Material shown >>

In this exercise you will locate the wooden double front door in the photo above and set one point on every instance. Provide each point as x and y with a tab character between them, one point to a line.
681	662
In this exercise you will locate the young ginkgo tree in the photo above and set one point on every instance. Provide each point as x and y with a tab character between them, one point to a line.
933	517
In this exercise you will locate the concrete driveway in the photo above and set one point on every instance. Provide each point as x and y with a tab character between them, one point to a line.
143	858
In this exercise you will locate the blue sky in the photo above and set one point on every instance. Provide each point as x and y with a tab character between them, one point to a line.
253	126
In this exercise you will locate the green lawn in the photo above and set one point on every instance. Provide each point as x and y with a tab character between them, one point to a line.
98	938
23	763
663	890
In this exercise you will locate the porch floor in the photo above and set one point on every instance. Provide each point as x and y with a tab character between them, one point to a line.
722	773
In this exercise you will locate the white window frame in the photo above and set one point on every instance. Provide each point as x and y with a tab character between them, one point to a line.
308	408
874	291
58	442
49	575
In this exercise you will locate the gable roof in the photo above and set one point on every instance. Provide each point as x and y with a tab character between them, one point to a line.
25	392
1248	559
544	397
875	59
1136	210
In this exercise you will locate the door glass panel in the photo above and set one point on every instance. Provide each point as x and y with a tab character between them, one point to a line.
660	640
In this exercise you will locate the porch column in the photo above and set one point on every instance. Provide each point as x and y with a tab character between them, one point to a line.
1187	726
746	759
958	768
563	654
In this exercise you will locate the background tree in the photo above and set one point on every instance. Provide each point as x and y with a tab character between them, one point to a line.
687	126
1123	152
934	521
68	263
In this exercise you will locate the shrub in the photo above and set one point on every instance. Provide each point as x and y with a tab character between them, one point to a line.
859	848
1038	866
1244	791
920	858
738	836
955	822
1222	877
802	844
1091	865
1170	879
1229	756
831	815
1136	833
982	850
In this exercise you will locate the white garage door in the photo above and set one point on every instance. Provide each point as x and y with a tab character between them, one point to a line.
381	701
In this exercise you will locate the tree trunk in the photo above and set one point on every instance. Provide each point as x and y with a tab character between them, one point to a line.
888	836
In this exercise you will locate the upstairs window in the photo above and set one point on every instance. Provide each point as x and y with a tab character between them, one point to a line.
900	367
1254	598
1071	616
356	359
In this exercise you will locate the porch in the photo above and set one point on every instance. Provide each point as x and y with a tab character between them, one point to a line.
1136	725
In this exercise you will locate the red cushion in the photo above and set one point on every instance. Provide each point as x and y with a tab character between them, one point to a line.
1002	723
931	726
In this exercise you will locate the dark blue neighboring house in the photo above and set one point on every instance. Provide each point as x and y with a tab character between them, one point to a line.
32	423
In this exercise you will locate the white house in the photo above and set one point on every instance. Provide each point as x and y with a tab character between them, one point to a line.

What you are asked to do >>
The data above must be returned in full, exactly as written.

Output >>
In this exercise you will locate the wooden double front door in the photo above and set one point on every instance. Provide each point as x and y with a tab character between them, one point to a line.
681	662
In this exercise you will locate the young ginkgo tree in the photo above and set one point on every instance. Provide each point as x and y with a tab character between them, one point to a line.
933	517
In this exercise you will locate the concrete driveway in the photo above and set one point on every instance. Provide each point as x and y with a tab character between them, one point to a line.
143	858
In this exercise you will locate the blue sky in the photo above and set one point on every instance. Provide each point as x and y with a tab character between them, one point to a line.
253	126
In this exercise you will locate the green lawn in the photo above and set one point on every instance. Provide each point as x and y with a tab character between them, one point to a line.
98	938
23	763
663	890
In this exercise you will locate the porch floor in the photo above and set one point on every instance. Provide each point as x and y with a tab character between them, one point to a line.
722	773
In this exercise you will locate the white window frame in the photo above and set one point on every instance. Provide each point as x and y with a tab character between them, one point to a line.
308	408
874	291
58	442
49	575
In this exercise you will locate the gable roof in the photo above and set one point on every instance. Provide each point as x and y with a tab character between them, one point to a line.
25	392
1248	559
544	397
875	59
1136	210
In this exercise you will locate the door glass panel in the photo above and set one point on every instance. Provide each point as x and y with a tab character between them, one point to a line.
660	640
In this exercise you will locate the porch column in the photo above and set one point on every instance. Provide each point as x and y with a tab character between them, one point to a line.
1187	726
746	759
958	768
563	654
In this exercise you will locate the background tree in the photo above and set one point on every instance. Provide each point as x and y with a tab character between them, one point to a line.
687	126
1123	152
934	521
68	263
In this exercise you will locate the shrub in the photo above and set one point on every instance. Provide each point as x and y with a tab character between them, one point to a line.
859	848
1038	866
1244	791
920	858
738	836
955	822
1222	877
802	844
1091	865
1170	879
1229	756
831	815
1136	833
982	850
In this exercise you will locate the white garage door in the photo above and set one point on every instance. Provide each point as x and y with a tab character between them, one point to a line.
381	701
In this exercise you will locate the tree trunk in the photo above and set one point on every instance. Provide each point as x and y with a tab character between them, one point to a line.
888	836
In this exercise you will locate the upstairs window in the photo above and set one point on every instance. Provide each point as x and y with a tab character between them, one point to a line.
900	367
1254	598
1071	616
356	359
In this exercise you will locate the porch in the photo above and set one point on every instance. Provide each point as x and y with a tab character between them, one point to a line.
1136	725
In this exercise you will locate the red cushion in the photo above and set one point on every instance. Provide each point as x and y with a tab character between them, one point to a line.
1002	723
931	726
In this exercise you will locate the dark blue neighboring house in the photo above and set one point on every instance. Provide each point as x and y with a tab character between them, one point to a line.
32	423
In this exercise you will locate the white house in the photo above and set one point on every instance. Provide each point as x and y with a tab character between them, one point to a line.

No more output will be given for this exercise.